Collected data
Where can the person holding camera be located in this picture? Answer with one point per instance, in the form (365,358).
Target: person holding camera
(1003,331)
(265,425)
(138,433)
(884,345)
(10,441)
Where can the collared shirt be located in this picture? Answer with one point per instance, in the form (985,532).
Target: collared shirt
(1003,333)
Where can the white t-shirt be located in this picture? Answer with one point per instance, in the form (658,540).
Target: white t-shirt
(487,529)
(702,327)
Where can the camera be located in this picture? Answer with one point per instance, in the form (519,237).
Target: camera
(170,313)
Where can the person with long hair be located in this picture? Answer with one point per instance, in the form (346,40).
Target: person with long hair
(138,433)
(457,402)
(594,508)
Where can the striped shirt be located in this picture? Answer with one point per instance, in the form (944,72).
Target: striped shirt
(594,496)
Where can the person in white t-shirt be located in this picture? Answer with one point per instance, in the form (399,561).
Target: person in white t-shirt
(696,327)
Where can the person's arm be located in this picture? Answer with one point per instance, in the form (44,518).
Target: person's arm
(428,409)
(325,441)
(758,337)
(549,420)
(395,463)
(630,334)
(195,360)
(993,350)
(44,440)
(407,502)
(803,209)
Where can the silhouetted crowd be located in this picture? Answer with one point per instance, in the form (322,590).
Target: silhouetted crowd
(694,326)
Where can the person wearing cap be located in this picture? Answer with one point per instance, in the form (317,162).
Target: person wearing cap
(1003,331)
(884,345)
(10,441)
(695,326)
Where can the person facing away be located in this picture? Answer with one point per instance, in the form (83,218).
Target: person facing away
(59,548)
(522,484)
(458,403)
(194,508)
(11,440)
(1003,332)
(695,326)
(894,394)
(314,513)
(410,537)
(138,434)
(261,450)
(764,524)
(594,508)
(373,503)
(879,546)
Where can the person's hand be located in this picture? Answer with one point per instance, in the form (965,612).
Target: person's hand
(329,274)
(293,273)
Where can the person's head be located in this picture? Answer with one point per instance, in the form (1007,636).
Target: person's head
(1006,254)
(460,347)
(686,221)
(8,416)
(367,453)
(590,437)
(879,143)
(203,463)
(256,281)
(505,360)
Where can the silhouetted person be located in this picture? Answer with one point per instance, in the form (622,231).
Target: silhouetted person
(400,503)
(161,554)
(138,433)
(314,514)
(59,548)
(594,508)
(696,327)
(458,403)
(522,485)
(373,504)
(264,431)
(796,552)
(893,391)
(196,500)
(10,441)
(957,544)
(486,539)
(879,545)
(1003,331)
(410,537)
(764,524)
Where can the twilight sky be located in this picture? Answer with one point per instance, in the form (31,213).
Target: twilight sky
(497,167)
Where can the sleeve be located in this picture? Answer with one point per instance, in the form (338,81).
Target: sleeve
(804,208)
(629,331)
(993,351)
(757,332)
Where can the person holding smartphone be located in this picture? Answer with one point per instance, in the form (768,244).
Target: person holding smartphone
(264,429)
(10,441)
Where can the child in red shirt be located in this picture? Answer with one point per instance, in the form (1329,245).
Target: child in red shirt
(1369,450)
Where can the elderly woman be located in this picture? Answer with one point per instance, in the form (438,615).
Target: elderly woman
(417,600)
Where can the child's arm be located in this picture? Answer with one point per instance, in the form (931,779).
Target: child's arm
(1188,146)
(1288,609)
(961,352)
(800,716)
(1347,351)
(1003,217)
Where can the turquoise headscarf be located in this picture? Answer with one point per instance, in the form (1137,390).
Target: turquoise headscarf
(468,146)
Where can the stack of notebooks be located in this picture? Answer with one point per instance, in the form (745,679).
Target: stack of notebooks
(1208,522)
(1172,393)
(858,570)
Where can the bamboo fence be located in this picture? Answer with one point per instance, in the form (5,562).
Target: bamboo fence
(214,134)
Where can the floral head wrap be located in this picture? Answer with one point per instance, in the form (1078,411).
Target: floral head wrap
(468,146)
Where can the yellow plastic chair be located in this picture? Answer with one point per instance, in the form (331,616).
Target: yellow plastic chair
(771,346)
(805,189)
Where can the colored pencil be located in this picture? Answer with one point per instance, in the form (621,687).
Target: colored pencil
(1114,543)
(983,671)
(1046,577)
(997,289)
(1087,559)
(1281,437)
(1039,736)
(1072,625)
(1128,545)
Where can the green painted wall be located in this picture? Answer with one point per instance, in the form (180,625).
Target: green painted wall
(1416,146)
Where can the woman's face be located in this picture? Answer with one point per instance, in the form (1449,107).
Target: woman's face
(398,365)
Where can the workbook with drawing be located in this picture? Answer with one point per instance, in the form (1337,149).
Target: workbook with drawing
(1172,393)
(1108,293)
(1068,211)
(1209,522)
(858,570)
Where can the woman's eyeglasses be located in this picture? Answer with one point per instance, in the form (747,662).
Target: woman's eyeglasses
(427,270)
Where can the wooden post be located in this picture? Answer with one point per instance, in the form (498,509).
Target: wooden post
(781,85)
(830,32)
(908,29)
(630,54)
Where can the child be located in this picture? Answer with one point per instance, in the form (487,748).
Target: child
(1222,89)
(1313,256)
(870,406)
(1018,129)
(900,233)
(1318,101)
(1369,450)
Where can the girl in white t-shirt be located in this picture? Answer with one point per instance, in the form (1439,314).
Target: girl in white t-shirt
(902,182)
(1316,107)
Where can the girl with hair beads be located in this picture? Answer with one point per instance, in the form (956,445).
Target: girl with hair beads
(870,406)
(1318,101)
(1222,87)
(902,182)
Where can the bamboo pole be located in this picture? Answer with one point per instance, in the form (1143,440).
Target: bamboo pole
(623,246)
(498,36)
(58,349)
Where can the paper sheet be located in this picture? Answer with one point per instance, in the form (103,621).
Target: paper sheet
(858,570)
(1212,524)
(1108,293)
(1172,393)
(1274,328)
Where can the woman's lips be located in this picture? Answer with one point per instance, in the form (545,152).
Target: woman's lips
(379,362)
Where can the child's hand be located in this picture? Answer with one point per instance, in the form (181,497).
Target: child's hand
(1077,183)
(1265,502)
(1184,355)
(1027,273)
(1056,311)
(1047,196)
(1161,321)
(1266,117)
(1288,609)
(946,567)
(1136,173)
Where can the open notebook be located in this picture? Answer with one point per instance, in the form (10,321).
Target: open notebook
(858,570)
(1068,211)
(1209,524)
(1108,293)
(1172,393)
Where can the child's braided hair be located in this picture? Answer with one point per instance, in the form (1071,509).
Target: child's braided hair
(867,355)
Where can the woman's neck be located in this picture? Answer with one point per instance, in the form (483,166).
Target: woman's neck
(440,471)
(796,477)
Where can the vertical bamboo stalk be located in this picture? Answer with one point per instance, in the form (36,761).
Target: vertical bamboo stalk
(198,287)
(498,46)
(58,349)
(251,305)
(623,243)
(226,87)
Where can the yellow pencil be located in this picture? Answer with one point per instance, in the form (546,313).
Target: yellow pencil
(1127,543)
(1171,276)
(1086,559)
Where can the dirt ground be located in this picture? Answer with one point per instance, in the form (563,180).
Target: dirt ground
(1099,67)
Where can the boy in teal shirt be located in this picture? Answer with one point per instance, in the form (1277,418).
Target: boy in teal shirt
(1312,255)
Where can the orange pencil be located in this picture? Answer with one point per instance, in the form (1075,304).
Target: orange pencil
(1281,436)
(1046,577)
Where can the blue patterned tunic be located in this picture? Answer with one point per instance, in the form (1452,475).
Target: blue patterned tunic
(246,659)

§ What needs to be done: Transcribe all of the entries above word for word, leaving every line unchanged.

§ Answer to this problem:
Where can the person holding camera be located in this picture? Answer with one point per instance, in the form (365,358).
Target: person holding camera
(1003,331)
(265,425)
(138,433)
(884,345)
(10,441)
Where can the collared shirt be located in this picture? Answer with one point per instance, in the form (985,532).
Target: collared shirt
(1003,333)
Where can the white t-shirt be located in this picture? Answer with one point per instance, in the form (658,540).
Target: white t-shirt
(487,529)
(702,327)
Where can the camera be located in this picture? Answer with one point per instance, in the form (519,237).
Target: camera
(170,313)
Where can the person with long hair be located in this picture? Answer with one point per instance, in the form (346,40).
Target: person with long hair
(138,433)
(457,402)
(594,508)
Where can the striped shirt be located in this picture? Answer with one point per instance, in the form (944,72).
Target: striped shirt
(594,496)
Where can the person in white t-shirt be located in this picture? Answer with one point per instance, in the form (399,561).
Target: person in white t-shirt
(696,327)
Where can the person's arm be located in this picture? Answer with one point per instance, in the form (44,518).
Target: person's arm
(428,409)
(325,441)
(758,337)
(549,420)
(395,463)
(630,334)
(195,360)
(993,350)
(44,440)
(407,502)
(803,209)
Where can the silhouetted crowd be located in this picture? Answer with one point per instance, in the form (322,590).
Target: silhouetted crowd
(694,326)
Where can the person wearing cap be located in this picture? Answer with one point per instance, in the form (317,162).
Target: person wearing cap
(1003,331)
(884,345)
(10,441)
(695,326)
Where can the person facing away be located in this picture? Answer with one point per instance, in the form (83,218).
Target: person facing away
(59,548)
(522,484)
(458,403)
(194,508)
(11,440)
(1003,332)
(695,326)
(894,394)
(314,513)
(410,537)
(138,434)
(261,450)
(764,524)
(594,508)
(373,503)
(879,546)
Where can the person's hand be located in this picture? Answer with one point per instance, in the form (965,612).
Target: person's hand
(329,274)
(293,273)
Where can the person's head be located in this picture? Answer with one point per instance, in the form (1007,636).
Target: person's head
(1006,254)
(460,347)
(686,221)
(8,416)
(367,453)
(590,437)
(879,143)
(203,463)
(256,281)
(505,360)
Where can the silhouetted person be located in this picture? Answer with one point per instance, in the form (622,231).
Target: silhouetted person
(400,503)
(161,554)
(138,433)
(314,514)
(59,548)
(594,508)
(696,327)
(458,403)
(522,485)
(373,504)
(264,431)
(796,552)
(893,391)
(196,500)
(10,441)
(957,544)
(486,539)
(879,545)
(1003,331)
(410,537)
(764,524)
Where can the twilight sky be located in this picture? Answer with one point per instance, in the form (31,213).
Target: twilight sky
(497,167)
Where can the sleeve be located in this picture? Answer with one point per instance, in the form (338,81).
Target: sleeve
(804,208)
(629,331)
(993,351)
(757,332)
Where can the person holding smartphone be located in this picture? Answer with one point per instance, in the form (768,244).
Target: person holding smartphone
(264,429)
(10,441)
Where can the child in red shirt be located in this picture? Answer with one point per instance, in the form (1329,245).
Target: child in red shirt
(1369,450)
Where can the elderly woman be located in this picture? Answer with one point per instance, in the form (438,615).
Target: elderly woman
(417,600)
Where can the child's arm be located in this picture? Answer with one point per instance, in the form (931,779).
Target: child's arm
(1188,146)
(1288,609)
(961,352)
(800,716)
(1347,351)
(1003,217)
Where can the turquoise headscarf be located in this picture? Answer with one point per instance, in the form (1137,390).
Target: turquoise headscarf
(468,146)
Where can the stack of notebooks be located in this picture? Answer with one point per instance, in the form (745,679).
Target: stack of notebooks
(1208,522)
(1172,393)
(858,570)
Where can the bamboo fence be located in this picture? Answer with one point per instance, in the form (5,562).
Target: bamboo fence
(214,134)
Where can the floral head wrap be located in this picture? Answer with one point per instance, in the form (1078,411).
Target: floral head wrap
(468,146)
Where can the yellow plastic chair be located in this picture? Answer with one point per instance, in the form (331,616).
Target: yellow plastic chair
(771,346)
(805,189)
Where can the colored pencil be located in this picture? Answer with one point per instance, in the form (621,687).
Target: colored pencil
(1114,543)
(983,671)
(1046,577)
(997,289)
(1087,559)
(1281,437)
(1039,736)
(1072,625)
(1128,545)
Where can the green painted wall be located in this picture? Answer with one point per instance, in the form (180,625).
Target: green painted wall
(1416,146)
Where can the woman's face be located in this picture? Answer with one point per instance, in the form (1449,107).
Target: woman's face
(398,365)
Where can the workbook with drawing be located in this picture? Answer with one point per instance, in the form (1337,149).
Target: workbook with drawing
(1172,393)
(1108,293)
(1068,211)
(1209,522)
(858,570)
Where can the woman's eyeglasses be located in this picture? Answer with one point per instance, in the form (747,662).
Target: woman's eyeglasses
(427,270)
Where can the wooden post be located in this picture? Answer with one point per instance, in the form (498,509).
Target: wooden post
(781,85)
(830,32)
(908,29)
(630,54)
Where can the child be located in this picture? Answer with one point per instance, in the form (487,748).
Target: child
(1222,89)
(1313,256)
(870,406)
(1018,129)
(900,233)
(1318,101)
(1369,450)
Where can the girl in white t-shirt be located in this picture? Answer with one point per instance, in the form (1439,314).
Target: girl in white t-shirt
(902,182)
(1316,107)
Where can the girl with hair beads be located in this picture? Answer with one point per instance, in the form (956,445).
Target: girl with hair beads
(870,406)
(1318,101)
(1222,87)
(902,182)
Where can the bamboo pole be located in this picture? Answer with one point per instance, in the form (1143,440).
Target: bamboo pole
(623,246)
(498,36)
(58,349)
Where can the paper sheet be located in this picture? Answer with one point per instance, in the form (103,621).
Target: paper sheet
(858,570)
(1212,524)
(1108,293)
(1172,393)
(1274,328)
Where can the woman's lips be located in this picture? Answer with one point per instance, in the form (545,152).
Target: woman's lips
(379,362)
Where can the child's hand be located in this picture? Answer with one point per instance, in the form (181,497).
Target: child's hand
(1077,183)
(1265,502)
(1184,355)
(1027,273)
(1056,311)
(1047,196)
(1161,321)
(1266,117)
(1288,609)
(946,567)
(1136,173)
Where can the open notebook be located in this picture? Answer with one point per instance, in the form (10,321).
Target: open notebook
(858,570)
(1068,211)
(1209,524)
(1108,293)
(1172,393)
Where can the child's braided hair be located in this picture? Answer with one point per instance, in the form (1071,509).
Target: child's braided hair
(867,355)
Where can the woman's neck be located in this picture? Answer with one point per instance, in the form (483,166).
Target: woman's neck
(440,471)
(796,477)
Where can the vertical bamboo stalk be located in this picture? Answer with one point per instance, in the form (36,761).
Target: vertical bamboo stalk
(198,287)
(498,46)
(58,349)
(251,305)
(623,243)
(226,87)
Where can the yellow pencil be located in this picture? Answer with one point per instance, in the form (546,313).
Target: yellow pencil
(1127,543)
(1171,276)
(1086,559)
Where can the dirt ground be located in this picture? Answer with one point per instance, in the form (563,180).
Target: dirt ground
(1099,67)
Where can the boy in teal shirt be located in this picture? Answer with one point per instance, in the form (1277,418).
Target: boy in teal shirt
(1312,255)
Where can the orange pencil be located in this picture? Answer with one point per instance, in the form (1075,304).
Target: orange pencil
(1281,436)
(1046,577)
Where can the blue patterned tunic be located in this picture? Answer with one point per instance, in the form (1452,475).
Target: blue patterned tunic
(246,659)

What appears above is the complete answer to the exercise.